*** Input material ***

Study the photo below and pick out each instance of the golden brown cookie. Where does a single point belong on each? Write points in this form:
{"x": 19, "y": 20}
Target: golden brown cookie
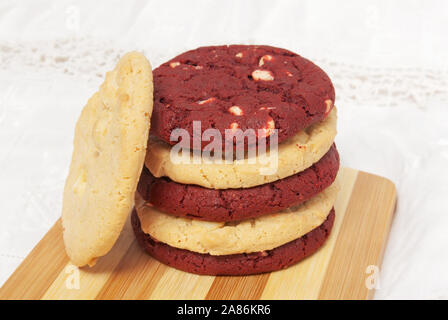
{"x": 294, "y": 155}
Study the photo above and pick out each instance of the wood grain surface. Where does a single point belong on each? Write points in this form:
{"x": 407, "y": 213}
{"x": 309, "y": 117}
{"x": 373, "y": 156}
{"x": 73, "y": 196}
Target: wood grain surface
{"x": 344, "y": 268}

*** End of Input material ***
*** Input material ***

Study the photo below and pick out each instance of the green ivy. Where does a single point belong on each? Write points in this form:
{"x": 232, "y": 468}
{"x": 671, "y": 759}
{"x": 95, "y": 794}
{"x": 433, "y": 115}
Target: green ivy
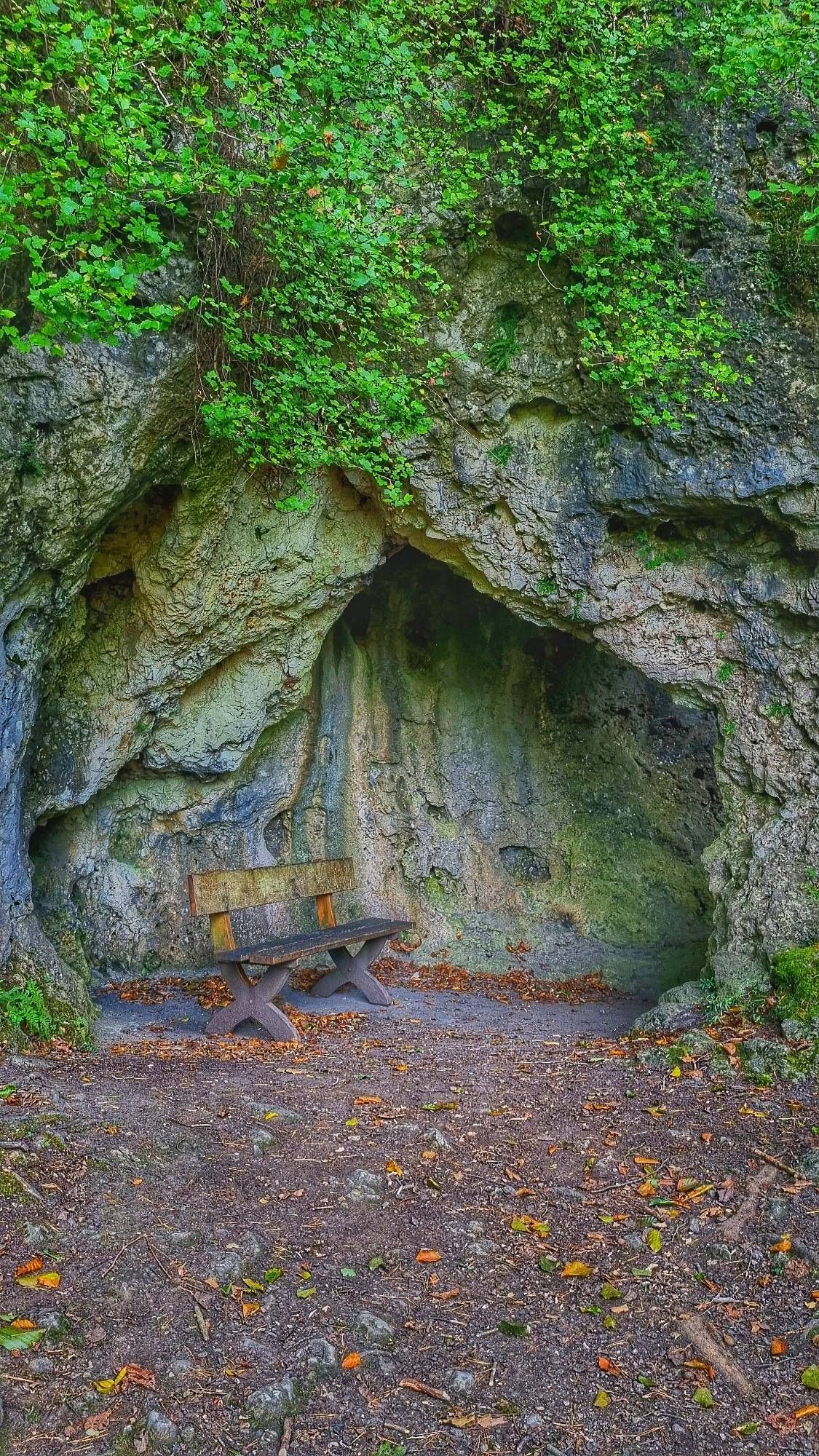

*** End of Input material ***

» What is required
The response must contain each line above that holds the string "below".

» Solution for this problem
Study the photo below and pick out each instance of the golden brown cookie. Where does a single point belong on each? Write points in this form:
Study the photo below and pick out each instance of the green ivy. Where does a single point belong on each? Write points in this form:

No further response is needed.